— JOB —
Please output the entries below from the line that contains "the red leather" through the final line, reproduced exactly and alone.
-- START --
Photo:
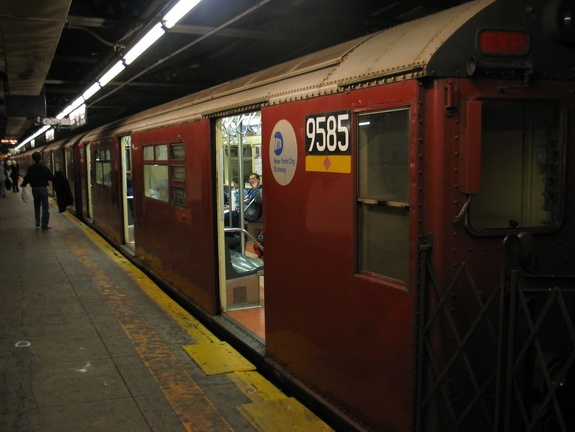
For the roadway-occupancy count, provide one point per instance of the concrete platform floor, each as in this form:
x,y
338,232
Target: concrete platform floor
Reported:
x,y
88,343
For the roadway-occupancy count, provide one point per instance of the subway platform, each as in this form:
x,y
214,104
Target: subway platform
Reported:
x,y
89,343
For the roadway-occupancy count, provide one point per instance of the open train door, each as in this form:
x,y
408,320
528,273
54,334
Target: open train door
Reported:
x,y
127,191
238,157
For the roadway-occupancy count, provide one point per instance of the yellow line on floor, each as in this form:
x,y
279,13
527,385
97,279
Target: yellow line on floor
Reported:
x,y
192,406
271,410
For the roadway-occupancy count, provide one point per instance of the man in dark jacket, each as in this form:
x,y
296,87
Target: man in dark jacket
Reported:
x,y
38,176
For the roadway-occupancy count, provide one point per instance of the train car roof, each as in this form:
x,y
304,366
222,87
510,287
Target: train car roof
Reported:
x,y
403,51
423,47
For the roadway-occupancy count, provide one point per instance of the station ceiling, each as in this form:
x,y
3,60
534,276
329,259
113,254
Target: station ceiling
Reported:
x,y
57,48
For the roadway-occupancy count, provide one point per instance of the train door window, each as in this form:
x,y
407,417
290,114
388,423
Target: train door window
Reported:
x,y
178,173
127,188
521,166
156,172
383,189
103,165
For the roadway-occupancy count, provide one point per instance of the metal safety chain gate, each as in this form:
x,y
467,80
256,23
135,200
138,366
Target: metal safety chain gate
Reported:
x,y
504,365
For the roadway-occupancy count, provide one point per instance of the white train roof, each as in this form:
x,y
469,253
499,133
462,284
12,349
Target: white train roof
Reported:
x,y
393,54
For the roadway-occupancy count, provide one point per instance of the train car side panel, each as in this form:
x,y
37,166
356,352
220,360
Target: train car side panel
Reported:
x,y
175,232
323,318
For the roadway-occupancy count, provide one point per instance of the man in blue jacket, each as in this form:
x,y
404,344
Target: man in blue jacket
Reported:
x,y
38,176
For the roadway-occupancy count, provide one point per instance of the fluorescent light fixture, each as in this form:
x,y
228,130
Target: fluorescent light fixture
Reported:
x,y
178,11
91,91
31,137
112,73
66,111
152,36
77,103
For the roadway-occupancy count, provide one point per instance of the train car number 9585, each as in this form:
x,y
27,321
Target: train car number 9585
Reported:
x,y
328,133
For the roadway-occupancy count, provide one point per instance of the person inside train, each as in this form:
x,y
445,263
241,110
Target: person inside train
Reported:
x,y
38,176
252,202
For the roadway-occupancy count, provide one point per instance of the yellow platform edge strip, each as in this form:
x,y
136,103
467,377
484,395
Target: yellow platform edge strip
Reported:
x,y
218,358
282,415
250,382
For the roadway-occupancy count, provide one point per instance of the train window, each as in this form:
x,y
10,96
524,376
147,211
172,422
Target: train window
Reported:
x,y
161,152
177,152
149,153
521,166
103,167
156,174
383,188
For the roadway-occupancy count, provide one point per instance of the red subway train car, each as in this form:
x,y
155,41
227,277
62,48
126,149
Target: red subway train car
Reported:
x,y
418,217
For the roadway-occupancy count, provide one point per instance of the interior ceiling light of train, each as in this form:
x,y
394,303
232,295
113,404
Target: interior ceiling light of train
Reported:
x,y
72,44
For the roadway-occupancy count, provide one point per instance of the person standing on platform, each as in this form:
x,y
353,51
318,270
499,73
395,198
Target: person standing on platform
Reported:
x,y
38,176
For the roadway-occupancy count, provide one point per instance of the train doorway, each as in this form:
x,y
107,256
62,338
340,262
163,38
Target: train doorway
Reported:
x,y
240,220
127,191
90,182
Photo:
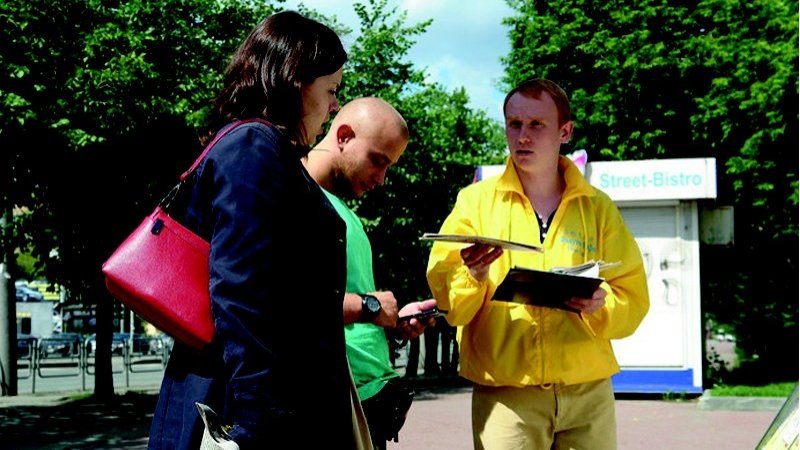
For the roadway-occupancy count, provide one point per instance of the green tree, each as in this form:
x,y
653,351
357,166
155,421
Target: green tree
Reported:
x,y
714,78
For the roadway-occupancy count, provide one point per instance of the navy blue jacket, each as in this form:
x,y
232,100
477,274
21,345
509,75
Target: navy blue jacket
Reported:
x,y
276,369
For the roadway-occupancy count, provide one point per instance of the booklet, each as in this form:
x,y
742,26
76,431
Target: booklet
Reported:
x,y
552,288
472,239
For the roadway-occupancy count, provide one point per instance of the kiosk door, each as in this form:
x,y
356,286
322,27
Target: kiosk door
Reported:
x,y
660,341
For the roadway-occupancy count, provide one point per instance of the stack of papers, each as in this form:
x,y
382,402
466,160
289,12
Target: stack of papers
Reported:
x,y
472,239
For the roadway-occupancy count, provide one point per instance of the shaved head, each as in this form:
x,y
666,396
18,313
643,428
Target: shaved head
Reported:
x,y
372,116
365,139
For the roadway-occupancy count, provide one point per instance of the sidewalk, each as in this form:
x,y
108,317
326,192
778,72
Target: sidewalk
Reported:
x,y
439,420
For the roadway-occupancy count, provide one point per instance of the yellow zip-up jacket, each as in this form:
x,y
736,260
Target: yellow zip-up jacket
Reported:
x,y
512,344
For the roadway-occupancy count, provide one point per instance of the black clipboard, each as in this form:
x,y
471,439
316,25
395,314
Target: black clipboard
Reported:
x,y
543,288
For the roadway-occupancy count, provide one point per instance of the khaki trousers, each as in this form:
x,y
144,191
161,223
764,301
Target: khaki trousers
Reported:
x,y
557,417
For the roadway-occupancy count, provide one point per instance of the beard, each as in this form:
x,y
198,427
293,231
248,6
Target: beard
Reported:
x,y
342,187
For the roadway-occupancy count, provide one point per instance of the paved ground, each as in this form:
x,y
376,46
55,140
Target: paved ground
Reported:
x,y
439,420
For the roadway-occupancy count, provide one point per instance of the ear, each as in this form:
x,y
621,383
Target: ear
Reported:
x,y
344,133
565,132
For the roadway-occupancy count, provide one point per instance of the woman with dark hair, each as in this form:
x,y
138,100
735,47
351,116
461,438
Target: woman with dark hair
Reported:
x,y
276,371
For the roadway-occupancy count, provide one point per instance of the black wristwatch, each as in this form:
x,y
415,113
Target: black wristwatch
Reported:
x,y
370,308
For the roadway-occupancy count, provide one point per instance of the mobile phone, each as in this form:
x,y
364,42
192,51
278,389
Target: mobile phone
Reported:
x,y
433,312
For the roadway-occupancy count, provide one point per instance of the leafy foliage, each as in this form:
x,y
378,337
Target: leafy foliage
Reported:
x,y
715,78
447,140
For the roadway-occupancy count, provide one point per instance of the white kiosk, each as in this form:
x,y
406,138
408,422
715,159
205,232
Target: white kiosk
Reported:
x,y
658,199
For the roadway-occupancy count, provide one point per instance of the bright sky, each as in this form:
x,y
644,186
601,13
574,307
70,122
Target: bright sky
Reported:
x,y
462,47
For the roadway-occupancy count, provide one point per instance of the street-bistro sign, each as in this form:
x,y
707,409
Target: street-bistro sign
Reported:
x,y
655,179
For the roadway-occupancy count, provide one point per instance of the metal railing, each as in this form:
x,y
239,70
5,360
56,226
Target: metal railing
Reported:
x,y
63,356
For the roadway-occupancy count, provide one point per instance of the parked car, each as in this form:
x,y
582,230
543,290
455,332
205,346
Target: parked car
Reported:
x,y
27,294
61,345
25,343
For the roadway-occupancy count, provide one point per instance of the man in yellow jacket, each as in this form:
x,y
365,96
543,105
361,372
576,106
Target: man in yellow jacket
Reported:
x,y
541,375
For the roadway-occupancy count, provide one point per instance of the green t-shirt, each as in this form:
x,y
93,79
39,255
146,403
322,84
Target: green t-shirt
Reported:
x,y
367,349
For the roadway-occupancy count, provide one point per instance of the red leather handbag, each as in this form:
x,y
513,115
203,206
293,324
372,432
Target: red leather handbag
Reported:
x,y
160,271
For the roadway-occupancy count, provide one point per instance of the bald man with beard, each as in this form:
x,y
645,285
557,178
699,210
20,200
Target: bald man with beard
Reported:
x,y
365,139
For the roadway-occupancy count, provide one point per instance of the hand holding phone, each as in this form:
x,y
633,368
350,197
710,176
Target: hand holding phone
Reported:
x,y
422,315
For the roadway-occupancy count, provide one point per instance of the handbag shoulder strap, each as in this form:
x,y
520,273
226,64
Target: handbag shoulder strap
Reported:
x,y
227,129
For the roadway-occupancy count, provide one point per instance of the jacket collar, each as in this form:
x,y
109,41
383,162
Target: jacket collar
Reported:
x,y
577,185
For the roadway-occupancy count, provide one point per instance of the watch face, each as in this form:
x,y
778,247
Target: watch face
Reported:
-- END --
— ANSWER TO THIS EXERCISE —
For the roadway-occupancy count, provide one point per instance of the red leather handbag, each as in this form:
x,y
513,115
203,206
293,324
372,432
Target: red leather handbag
Reported:
x,y
160,271
For the roadway-occupancy count, provide one point per instance of the bald man with beard, each as in this form:
x,y
645,285
557,178
699,210
20,200
Target: bald man with beard
Reported:
x,y
365,139
For the roadway-occupancy count, provide one point per instance of the hand holding phone, each as in this form:
x,y
633,368
350,197
710,176
Target: hand holding phone
Reported:
x,y
422,315
For the roadway-occupancy count, provide one point per instance of the handbag shoulder strap, each as in this form:
x,y
520,273
226,64
Target: handbag shoulder strap
Reported:
x,y
227,129
For the roadway-occupancy count, provide one point per instance of the jacket collar, each as in this form:
x,y
109,41
383,162
Target: jacket collar
Reported:
x,y
577,185
For the roadway-occupancy count, provide one point per instance of the watch face, each as in this form:
x,y
778,247
Target: watch face
Reported:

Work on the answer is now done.